**EXERCISE DETAILS:** Set down exactly, from the records below, the line with "Target: mown grass" through the line with "[indicate] one point per instance, sample <point>653,44</point>.", and nothing else.

**SOURCE DATA:**
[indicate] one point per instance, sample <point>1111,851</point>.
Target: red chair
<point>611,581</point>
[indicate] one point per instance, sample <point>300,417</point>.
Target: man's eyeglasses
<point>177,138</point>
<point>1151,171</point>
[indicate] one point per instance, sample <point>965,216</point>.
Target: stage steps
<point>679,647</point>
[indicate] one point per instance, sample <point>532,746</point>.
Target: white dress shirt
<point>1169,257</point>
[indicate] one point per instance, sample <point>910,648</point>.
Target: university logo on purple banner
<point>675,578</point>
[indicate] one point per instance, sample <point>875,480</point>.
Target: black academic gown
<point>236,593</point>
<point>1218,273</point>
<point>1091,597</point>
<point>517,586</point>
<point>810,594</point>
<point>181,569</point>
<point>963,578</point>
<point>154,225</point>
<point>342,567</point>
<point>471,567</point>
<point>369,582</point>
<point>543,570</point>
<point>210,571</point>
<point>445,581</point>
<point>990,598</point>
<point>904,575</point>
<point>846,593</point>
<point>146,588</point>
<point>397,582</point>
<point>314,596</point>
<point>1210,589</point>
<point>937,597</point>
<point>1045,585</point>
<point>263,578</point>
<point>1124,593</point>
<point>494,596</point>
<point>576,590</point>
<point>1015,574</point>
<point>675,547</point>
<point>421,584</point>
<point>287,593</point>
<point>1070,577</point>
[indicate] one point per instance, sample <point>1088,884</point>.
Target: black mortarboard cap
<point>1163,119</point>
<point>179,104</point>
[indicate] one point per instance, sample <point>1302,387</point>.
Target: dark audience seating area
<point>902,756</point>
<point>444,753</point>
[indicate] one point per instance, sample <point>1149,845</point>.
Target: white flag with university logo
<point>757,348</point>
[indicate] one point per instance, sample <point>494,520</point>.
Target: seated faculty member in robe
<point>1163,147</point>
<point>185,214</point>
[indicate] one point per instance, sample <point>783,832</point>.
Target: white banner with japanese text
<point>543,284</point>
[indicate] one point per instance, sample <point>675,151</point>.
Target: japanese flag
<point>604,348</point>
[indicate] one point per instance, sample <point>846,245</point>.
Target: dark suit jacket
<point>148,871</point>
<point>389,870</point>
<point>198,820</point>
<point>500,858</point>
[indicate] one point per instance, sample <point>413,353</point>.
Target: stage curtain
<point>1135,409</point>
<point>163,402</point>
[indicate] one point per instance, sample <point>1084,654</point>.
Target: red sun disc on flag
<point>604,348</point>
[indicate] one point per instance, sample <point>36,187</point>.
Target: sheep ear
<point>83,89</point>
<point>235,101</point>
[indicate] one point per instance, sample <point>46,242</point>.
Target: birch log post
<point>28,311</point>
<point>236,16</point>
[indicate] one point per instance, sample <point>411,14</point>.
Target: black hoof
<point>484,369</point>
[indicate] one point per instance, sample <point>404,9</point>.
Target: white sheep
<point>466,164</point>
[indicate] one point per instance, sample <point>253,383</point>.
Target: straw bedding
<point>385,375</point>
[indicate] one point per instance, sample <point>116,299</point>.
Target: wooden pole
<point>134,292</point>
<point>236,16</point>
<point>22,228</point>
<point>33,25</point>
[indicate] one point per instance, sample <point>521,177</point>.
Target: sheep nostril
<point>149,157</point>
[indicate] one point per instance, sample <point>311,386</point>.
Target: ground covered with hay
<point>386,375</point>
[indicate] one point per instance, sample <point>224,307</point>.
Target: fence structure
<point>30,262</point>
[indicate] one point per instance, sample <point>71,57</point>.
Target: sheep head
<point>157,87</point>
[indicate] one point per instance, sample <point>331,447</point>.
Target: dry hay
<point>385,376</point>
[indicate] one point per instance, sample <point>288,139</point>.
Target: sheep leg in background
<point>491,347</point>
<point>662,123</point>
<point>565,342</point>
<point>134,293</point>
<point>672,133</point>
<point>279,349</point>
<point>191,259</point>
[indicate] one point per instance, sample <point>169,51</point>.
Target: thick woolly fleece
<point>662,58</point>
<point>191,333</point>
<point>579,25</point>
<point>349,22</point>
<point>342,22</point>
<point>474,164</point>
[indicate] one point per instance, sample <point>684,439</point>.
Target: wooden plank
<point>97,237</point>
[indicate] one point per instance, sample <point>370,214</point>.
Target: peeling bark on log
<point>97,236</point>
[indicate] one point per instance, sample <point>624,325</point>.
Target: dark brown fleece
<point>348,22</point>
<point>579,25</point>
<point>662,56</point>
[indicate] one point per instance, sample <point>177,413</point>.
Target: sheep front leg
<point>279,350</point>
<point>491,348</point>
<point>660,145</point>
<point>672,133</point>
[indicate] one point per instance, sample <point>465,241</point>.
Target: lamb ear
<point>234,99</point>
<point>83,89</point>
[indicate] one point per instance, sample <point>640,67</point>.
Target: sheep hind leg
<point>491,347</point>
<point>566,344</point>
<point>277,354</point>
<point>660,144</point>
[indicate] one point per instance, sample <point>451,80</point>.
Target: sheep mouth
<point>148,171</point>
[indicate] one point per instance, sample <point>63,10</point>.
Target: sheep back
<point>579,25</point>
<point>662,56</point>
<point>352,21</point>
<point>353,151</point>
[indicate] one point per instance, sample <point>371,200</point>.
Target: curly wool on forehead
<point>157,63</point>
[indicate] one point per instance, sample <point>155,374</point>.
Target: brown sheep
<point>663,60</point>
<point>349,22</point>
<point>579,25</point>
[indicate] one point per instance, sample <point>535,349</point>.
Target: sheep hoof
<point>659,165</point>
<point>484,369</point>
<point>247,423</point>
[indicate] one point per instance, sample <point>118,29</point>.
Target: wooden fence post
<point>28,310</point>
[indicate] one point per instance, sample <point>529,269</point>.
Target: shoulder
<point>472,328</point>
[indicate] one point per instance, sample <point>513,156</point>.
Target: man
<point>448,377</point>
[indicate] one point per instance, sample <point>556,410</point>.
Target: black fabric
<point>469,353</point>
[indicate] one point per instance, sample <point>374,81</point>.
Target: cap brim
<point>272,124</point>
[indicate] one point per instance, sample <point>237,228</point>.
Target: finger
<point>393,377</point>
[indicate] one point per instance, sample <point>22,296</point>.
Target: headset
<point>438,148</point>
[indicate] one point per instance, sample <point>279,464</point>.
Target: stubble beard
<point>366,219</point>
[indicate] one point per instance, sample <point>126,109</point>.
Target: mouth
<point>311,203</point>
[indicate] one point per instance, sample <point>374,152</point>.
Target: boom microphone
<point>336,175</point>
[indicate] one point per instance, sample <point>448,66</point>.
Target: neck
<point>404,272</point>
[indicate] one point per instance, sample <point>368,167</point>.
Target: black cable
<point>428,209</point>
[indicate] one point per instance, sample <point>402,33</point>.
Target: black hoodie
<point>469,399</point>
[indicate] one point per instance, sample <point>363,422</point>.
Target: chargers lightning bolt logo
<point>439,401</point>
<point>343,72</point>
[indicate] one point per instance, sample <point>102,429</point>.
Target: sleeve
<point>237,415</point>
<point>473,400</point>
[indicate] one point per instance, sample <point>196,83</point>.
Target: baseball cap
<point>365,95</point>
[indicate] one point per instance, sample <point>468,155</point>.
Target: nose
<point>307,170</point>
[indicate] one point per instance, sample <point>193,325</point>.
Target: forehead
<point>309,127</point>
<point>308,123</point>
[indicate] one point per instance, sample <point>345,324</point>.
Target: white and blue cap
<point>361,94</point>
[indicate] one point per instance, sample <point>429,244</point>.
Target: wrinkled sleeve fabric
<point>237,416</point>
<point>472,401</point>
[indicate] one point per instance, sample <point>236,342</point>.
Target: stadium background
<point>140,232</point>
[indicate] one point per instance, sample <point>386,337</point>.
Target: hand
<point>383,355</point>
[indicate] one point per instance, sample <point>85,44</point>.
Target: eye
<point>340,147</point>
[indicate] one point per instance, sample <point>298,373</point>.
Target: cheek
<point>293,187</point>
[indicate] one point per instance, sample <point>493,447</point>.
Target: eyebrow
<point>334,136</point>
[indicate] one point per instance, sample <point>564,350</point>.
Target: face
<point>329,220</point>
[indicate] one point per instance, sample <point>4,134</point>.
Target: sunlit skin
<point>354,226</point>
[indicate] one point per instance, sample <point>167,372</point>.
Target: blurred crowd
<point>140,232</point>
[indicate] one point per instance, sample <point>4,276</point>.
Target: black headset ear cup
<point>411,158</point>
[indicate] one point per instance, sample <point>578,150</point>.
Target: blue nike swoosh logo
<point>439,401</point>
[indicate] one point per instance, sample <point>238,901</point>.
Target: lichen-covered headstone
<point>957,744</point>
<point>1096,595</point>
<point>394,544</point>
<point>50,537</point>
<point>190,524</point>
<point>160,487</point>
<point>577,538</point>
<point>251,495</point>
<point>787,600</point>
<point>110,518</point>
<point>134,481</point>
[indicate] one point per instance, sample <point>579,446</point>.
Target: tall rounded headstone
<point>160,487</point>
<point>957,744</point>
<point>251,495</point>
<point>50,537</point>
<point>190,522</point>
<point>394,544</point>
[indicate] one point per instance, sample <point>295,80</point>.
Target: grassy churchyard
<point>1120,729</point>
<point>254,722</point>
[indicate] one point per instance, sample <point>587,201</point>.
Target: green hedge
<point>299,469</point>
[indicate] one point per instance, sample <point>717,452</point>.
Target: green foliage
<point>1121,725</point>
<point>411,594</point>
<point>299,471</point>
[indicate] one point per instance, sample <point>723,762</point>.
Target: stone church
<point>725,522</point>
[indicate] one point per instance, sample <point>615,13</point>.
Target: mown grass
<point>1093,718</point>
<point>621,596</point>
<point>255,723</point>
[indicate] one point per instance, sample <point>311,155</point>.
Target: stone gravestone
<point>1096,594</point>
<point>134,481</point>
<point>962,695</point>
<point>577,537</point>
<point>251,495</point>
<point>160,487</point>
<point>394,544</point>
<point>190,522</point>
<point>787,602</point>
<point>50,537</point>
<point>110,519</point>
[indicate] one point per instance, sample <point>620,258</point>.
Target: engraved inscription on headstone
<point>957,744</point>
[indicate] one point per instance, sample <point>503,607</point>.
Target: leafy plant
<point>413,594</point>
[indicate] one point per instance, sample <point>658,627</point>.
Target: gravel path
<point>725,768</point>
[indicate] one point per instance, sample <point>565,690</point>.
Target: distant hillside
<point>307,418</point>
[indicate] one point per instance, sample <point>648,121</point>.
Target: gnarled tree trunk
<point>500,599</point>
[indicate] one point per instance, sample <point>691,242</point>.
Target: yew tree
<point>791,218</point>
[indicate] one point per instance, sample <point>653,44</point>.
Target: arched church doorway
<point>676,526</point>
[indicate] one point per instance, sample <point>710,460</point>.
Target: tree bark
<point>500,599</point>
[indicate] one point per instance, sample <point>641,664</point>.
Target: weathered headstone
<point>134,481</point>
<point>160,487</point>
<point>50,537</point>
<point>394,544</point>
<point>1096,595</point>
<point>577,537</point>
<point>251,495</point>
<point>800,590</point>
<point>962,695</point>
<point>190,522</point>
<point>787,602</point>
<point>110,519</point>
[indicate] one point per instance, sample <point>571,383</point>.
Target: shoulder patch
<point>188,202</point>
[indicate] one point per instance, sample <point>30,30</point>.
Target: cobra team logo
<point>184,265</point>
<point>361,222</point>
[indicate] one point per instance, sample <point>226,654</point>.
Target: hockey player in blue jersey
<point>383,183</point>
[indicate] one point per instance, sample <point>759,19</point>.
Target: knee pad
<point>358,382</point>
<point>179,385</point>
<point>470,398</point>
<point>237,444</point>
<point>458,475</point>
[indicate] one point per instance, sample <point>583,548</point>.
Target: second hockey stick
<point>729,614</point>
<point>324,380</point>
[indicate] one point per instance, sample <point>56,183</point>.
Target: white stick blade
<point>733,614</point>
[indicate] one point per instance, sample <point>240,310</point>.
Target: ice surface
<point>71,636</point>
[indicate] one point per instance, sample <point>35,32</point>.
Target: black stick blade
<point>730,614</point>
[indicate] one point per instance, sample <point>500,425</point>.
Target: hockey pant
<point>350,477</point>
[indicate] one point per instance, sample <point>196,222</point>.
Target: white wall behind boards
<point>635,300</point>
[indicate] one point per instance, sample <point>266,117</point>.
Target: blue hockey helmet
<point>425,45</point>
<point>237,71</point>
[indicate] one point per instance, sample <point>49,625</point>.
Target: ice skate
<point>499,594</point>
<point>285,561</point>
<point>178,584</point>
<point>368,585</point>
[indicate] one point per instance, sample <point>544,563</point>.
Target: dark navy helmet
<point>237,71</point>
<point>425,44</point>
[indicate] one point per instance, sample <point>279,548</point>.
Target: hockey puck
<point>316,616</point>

**TASK SOLUTION:**
Target: mown grass
<point>1093,718</point>
<point>621,596</point>
<point>255,723</point>
[indicate] one point per instance, sample <point>311,155</point>.
Target: stone gravestone
<point>1096,594</point>
<point>134,481</point>
<point>962,695</point>
<point>577,537</point>
<point>251,495</point>
<point>160,487</point>
<point>394,544</point>
<point>190,522</point>
<point>787,602</point>
<point>50,537</point>
<point>110,519</point>
[indicate] one point per instance, sample <point>620,258</point>.
Target: engraved inscription on headstone
<point>957,744</point>
[indicate] one point per instance, sample <point>503,607</point>.
Target: leafy plant
<point>413,594</point>
[indicate] one point per instance, sample <point>658,627</point>.
Target: gravel path
<point>725,768</point>
[indicate] one point per instance, sample <point>565,690</point>.
Target: distant hillside
<point>307,418</point>
[indicate] one point per instance, sample <point>648,121</point>.
Target: gnarled tree trunk
<point>500,599</point>
[indicate] one point per instance, sample <point>691,242</point>.
Target: yew tree
<point>791,218</point>
[indicate] one point per instance, sample <point>653,44</point>.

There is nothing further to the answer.